Point labeling examples:

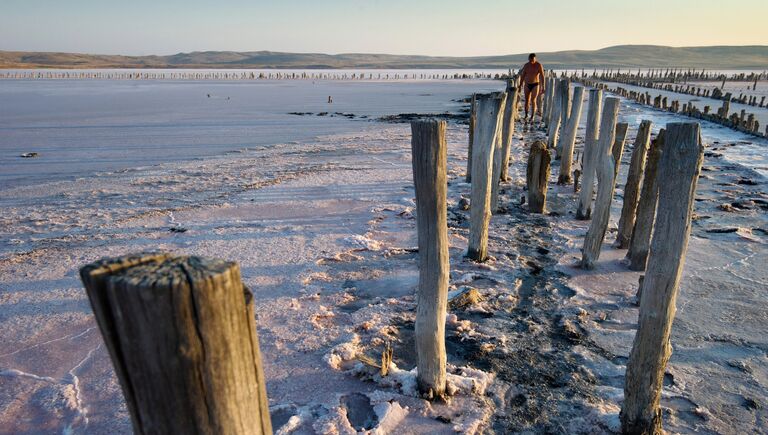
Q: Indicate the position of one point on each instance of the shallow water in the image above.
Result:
(79, 127)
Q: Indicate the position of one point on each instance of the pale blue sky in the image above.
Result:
(433, 27)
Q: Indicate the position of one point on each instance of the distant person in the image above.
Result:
(532, 79)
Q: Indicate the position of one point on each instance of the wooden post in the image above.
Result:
(617, 150)
(632, 187)
(565, 112)
(554, 115)
(546, 106)
(537, 176)
(510, 113)
(181, 332)
(651, 349)
(472, 121)
(584, 210)
(568, 139)
(605, 185)
(488, 114)
(640, 241)
(430, 152)
(498, 156)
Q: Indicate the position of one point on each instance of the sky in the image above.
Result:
(428, 27)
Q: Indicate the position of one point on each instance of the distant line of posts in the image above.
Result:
(655, 223)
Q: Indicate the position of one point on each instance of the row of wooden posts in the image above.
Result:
(238, 75)
(674, 75)
(181, 331)
(655, 223)
(698, 91)
(742, 121)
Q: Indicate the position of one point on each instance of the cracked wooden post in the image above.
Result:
(617, 150)
(554, 115)
(651, 349)
(498, 154)
(632, 186)
(537, 176)
(472, 122)
(640, 241)
(488, 114)
(565, 112)
(430, 152)
(605, 185)
(181, 332)
(584, 209)
(510, 113)
(568, 137)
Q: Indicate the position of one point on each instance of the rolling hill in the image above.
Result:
(622, 56)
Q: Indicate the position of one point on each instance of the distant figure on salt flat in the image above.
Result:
(532, 78)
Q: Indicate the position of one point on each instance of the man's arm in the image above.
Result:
(543, 80)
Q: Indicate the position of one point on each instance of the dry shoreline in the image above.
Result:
(325, 237)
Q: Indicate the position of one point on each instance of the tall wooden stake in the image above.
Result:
(554, 115)
(488, 114)
(568, 139)
(537, 176)
(429, 176)
(472, 121)
(605, 185)
(510, 113)
(632, 187)
(181, 332)
(640, 241)
(618, 146)
(678, 173)
(584, 210)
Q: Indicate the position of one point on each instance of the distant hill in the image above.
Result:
(622, 56)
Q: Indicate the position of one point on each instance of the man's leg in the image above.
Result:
(539, 99)
(527, 101)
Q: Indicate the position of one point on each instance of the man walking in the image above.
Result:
(532, 79)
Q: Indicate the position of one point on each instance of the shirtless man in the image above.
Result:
(532, 78)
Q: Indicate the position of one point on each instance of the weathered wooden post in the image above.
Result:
(565, 112)
(181, 332)
(584, 209)
(537, 176)
(430, 152)
(554, 115)
(651, 349)
(640, 241)
(568, 138)
(498, 157)
(488, 114)
(617, 150)
(510, 113)
(472, 121)
(605, 185)
(632, 187)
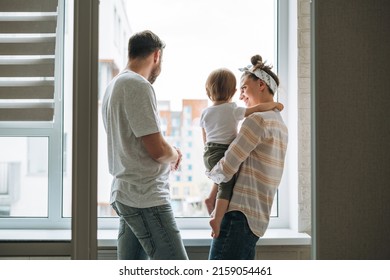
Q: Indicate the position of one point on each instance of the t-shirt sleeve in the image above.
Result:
(141, 110)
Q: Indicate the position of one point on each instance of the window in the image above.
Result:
(31, 113)
(36, 95)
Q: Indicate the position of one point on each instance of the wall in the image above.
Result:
(351, 137)
(304, 119)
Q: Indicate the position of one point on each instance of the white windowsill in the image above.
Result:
(107, 238)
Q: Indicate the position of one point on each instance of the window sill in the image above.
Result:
(107, 238)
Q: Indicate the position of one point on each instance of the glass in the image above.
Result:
(24, 176)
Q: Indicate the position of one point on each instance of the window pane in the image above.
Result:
(24, 176)
(200, 36)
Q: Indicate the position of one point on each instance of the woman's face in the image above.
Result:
(249, 91)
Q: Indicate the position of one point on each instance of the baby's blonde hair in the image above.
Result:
(221, 85)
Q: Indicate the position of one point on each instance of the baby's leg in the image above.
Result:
(210, 200)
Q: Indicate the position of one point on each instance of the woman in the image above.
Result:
(258, 155)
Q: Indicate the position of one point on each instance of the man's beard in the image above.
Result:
(155, 73)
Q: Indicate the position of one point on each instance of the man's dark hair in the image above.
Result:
(144, 43)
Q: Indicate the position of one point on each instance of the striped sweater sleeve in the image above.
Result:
(250, 135)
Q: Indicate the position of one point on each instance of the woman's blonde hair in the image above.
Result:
(221, 85)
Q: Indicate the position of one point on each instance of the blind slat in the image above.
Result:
(27, 68)
(28, 5)
(36, 92)
(28, 26)
(30, 114)
(27, 52)
(33, 48)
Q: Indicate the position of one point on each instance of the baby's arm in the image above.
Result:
(264, 107)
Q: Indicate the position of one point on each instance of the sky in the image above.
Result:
(201, 36)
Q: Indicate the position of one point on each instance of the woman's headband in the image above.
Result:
(262, 75)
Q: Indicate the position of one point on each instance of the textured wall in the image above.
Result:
(304, 122)
(352, 140)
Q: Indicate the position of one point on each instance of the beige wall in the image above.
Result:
(304, 121)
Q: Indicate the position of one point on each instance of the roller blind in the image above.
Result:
(27, 59)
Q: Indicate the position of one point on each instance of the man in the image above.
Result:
(140, 159)
(258, 155)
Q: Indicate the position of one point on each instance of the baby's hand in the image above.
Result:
(279, 106)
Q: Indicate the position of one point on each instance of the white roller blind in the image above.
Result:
(27, 59)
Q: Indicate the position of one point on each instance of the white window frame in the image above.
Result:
(53, 131)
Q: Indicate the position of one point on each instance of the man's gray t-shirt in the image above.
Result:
(130, 112)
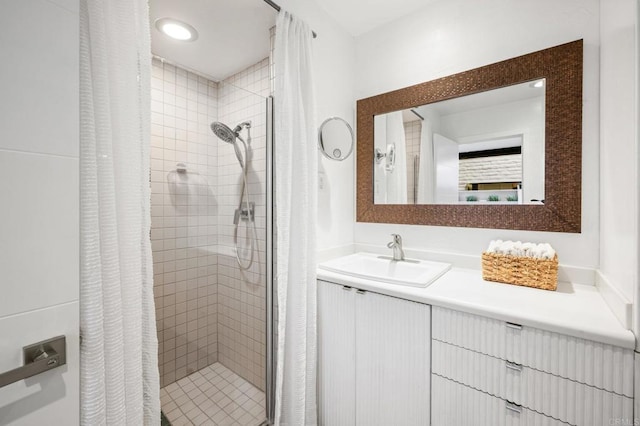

Given exercise: Collect every line of the records that contains the word "white", copying each such line in full.

Task answer:
Q: Indicate the position of one point on each instance of the white windowsill in the image above.
Q: Indicate the position of one point on each instance of the white roller blind in the image above.
Q: Indicate the position of one point on each instance of the white window frame in the image above.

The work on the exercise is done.